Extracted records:
=======
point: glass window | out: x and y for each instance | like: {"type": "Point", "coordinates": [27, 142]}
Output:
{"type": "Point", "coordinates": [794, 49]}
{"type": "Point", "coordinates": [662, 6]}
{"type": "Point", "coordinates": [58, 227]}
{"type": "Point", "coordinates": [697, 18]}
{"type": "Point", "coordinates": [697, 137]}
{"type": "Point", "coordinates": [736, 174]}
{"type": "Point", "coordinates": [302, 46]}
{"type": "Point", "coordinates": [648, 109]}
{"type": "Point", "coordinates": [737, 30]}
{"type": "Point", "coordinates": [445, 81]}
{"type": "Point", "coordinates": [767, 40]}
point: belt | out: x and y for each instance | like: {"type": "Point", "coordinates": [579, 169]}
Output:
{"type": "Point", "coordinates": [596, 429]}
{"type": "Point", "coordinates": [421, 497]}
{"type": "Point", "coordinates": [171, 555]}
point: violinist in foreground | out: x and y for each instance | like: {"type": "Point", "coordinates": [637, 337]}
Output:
=======
_WORK TO COMPLETE:_ Write out all of the data above again, swapping "instance" for "occurrence" wherever it appears and changing nothing else.

_SOLUTION TO THE EXERCISE:_
point: glass window | out: x and y for each occurrence | like: {"type": "Point", "coordinates": [27, 142]}
Output:
{"type": "Point", "coordinates": [794, 49]}
{"type": "Point", "coordinates": [662, 6]}
{"type": "Point", "coordinates": [58, 227]}
{"type": "Point", "coordinates": [697, 18]}
{"type": "Point", "coordinates": [697, 137]}
{"type": "Point", "coordinates": [736, 174]}
{"type": "Point", "coordinates": [302, 46]}
{"type": "Point", "coordinates": [648, 109]}
{"type": "Point", "coordinates": [737, 30]}
{"type": "Point", "coordinates": [445, 81]}
{"type": "Point", "coordinates": [767, 40]}
point: belt | out: x and y for each occurrence | like: {"type": "Point", "coordinates": [579, 169]}
Output:
{"type": "Point", "coordinates": [596, 429]}
{"type": "Point", "coordinates": [421, 497]}
{"type": "Point", "coordinates": [171, 555]}
point: violinist in foreground | out: x and y for each occurrence | like: {"type": "Point", "coordinates": [637, 337]}
Output:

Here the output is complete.